━━ Listing

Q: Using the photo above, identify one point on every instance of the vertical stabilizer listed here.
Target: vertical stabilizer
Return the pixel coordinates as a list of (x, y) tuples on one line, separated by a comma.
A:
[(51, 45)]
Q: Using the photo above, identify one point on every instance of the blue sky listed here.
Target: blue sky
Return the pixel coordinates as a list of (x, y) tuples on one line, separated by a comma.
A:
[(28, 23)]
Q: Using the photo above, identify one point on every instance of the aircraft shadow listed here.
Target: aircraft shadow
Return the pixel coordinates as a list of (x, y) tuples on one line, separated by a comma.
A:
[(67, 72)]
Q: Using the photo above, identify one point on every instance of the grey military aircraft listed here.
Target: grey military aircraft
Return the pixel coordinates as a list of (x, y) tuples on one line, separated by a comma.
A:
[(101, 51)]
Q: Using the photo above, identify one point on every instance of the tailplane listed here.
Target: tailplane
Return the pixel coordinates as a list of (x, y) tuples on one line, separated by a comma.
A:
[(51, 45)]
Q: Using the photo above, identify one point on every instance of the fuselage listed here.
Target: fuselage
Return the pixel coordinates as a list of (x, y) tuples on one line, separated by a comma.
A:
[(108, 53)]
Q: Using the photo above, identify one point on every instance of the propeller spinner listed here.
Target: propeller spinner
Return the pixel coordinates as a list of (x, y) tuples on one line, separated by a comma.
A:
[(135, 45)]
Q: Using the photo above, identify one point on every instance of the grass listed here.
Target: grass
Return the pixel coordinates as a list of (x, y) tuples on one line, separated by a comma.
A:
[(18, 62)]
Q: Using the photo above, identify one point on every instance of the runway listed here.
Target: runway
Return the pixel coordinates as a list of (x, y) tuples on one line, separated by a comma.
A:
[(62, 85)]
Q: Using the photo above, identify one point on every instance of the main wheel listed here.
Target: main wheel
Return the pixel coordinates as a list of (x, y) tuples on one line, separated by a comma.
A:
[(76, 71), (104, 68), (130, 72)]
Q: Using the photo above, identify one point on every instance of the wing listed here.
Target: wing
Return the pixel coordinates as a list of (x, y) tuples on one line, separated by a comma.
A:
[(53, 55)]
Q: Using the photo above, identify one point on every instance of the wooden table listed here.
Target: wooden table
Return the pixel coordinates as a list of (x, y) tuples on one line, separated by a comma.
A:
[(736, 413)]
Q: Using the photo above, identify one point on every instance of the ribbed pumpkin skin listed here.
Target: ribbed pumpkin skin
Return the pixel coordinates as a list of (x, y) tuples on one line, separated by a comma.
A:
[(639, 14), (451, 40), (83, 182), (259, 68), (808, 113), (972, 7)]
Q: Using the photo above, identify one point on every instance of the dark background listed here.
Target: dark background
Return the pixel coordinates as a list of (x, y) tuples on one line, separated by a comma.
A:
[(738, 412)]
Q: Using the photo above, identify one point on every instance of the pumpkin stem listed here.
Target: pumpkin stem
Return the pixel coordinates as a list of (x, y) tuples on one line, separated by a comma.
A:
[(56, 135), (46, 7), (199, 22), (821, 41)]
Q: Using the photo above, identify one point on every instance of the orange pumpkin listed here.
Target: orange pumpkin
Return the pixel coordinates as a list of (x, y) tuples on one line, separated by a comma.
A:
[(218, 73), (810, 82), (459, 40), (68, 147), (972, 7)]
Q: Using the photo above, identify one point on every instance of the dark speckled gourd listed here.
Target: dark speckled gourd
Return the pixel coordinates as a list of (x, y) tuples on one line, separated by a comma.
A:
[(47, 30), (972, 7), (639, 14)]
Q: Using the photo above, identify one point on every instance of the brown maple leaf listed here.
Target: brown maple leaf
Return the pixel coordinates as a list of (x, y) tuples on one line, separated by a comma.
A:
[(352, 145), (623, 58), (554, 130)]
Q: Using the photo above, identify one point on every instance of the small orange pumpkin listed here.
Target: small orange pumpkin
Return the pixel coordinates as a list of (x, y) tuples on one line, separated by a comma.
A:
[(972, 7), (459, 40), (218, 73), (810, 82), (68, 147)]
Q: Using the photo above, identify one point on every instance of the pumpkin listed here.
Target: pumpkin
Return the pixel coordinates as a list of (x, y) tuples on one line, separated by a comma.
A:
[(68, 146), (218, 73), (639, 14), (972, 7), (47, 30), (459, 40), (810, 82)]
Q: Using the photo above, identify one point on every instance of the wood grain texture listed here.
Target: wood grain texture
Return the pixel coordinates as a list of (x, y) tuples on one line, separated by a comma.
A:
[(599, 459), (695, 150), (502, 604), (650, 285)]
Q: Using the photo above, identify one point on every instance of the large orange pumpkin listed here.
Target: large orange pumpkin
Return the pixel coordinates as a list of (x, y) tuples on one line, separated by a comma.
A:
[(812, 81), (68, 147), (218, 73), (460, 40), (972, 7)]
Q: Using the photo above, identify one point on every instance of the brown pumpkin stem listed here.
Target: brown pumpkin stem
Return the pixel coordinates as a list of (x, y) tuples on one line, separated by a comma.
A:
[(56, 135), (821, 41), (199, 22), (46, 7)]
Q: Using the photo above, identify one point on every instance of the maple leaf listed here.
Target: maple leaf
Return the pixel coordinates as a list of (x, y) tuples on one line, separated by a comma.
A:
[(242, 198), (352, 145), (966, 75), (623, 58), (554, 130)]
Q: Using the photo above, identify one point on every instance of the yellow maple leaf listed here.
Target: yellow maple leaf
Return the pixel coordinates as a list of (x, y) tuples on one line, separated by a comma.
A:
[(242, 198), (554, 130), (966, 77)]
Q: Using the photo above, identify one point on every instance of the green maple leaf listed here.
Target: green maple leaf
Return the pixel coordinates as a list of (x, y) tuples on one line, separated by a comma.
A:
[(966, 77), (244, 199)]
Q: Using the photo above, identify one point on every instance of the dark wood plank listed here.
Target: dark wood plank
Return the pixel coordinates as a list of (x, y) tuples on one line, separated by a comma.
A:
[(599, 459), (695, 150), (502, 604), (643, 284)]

━━━━

Problem statement.
Reproduce the records word for word, starting with the line that contains "aircraft listed here." and going on through the line that contains "[(135, 45)]", both of those lines included.

The result.
Q: Using the photo above, identify one point on every instance of the grey military aircraft listed here.
Target: grey military aircraft
Return the pixel coordinates as a list of (x, y) tuples on one line, separated by a comma.
A:
[(101, 51)]
Q: Using the photo above, identify one point on every instance of the tailplane listed here.
Target: tailplane
Return the pixel coordinates as a list of (x, y) tuples on one line, separated by a comma.
A:
[(51, 45)]
Q: Using the photo above, identify one point on every instance of the fuselage listed here.
Target: fuselage
Return the pixel coordinates as a list of (x, y) tuples on one line, separated by a comma.
A:
[(108, 53)]
Q: Using the photo above, identify one point on every instance of the propeller spinner listed here.
Target: propeller spinner
Return the pixel coordinates as a list of (x, y) tuples on one line, separated by a comma.
A:
[(135, 45)]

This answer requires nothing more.